◆ What needs to be done
Return, unchanged, the lines from the start of the material through the line containing "174L264 168H259L256 176L234", inclusive, and leave the pictures out of your answer.

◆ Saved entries
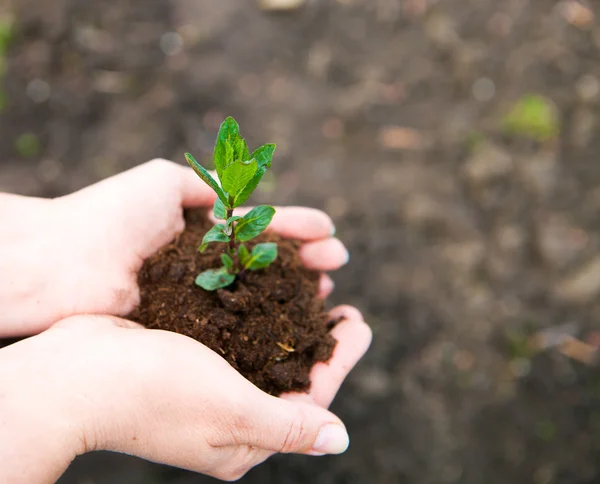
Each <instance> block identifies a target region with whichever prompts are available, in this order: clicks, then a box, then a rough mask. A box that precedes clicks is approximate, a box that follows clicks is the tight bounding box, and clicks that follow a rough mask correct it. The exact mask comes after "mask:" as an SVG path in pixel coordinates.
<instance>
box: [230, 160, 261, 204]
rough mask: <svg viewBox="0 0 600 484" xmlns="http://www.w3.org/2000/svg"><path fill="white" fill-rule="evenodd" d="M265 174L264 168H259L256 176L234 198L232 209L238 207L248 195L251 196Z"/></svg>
mask: <svg viewBox="0 0 600 484" xmlns="http://www.w3.org/2000/svg"><path fill="white" fill-rule="evenodd" d="M266 172H267V168H266V167H262V168H261V167H259V168H258V170H256V174H255V175H254V177H253V178H252V180H250V181H249V182H248V184H247V185H246V186H245V187H244V189H243V190H242V191H241V192H240V194H239V195H238V196H237V197H236V198H235V200H234V202H233V203H232V207H233V208H236V207H239V206H240V205H242V204H243V203H244V202H246V200H248V199H249V198H250V195H252V192H254V190H255V189H256V187H257V186H258V184H259V183H260V180H261V179H262V177H263V175H264V174H265V173H266Z"/></svg>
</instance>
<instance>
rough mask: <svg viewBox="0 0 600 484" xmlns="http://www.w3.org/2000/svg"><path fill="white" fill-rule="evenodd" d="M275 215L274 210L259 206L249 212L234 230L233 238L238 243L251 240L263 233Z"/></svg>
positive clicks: (261, 206)
mask: <svg viewBox="0 0 600 484" xmlns="http://www.w3.org/2000/svg"><path fill="white" fill-rule="evenodd" d="M273 215H275V209H274V208H273V207H271V206H269V205H259V206H258V207H255V208H253V209H252V210H250V211H249V212H248V213H247V214H246V215H244V217H243V218H242V220H240V221H239V222H238V224H237V226H236V228H235V237H236V239H237V240H239V241H240V242H246V241H248V240H251V239H253V238H254V237H256V236H257V235H258V234H260V233H261V232H262V231H264V230H265V229H266V228H267V227H268V226H269V224H270V223H271V219H272V218H273Z"/></svg>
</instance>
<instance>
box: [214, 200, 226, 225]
mask: <svg viewBox="0 0 600 484" xmlns="http://www.w3.org/2000/svg"><path fill="white" fill-rule="evenodd" d="M213 215H214V216H215V218H216V219H217V220H225V219H226V218H227V209H226V208H225V205H223V202H222V201H221V199H220V198H217V199H216V200H215V204H214V205H213Z"/></svg>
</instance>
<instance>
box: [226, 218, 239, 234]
mask: <svg viewBox="0 0 600 484" xmlns="http://www.w3.org/2000/svg"><path fill="white" fill-rule="evenodd" d="M242 218H243V217H238V216H237V215H234V216H233V217H230V218H228V219H227V222H226V223H225V234H227V235H231V233H232V232H233V228H232V224H233V223H234V222H237V221H238V220H242Z"/></svg>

◆ Solution
Each <instance> block identifies a target region with whichever prompts are available, in this order: clicks, then a box, then a rough mask. A box that precedes clicks is approximate, a box that follows clicks is the tight bounding box, and clicks that follow a rough mask correct it. The exact mask comes after "mask:" as an SVG path in pixel coordinates.
<instance>
box: [230, 160, 261, 204]
rough mask: <svg viewBox="0 0 600 484" xmlns="http://www.w3.org/2000/svg"><path fill="white" fill-rule="evenodd" d="M265 174L264 168H259L256 176L234 198L232 209L238 207L248 195L251 196Z"/></svg>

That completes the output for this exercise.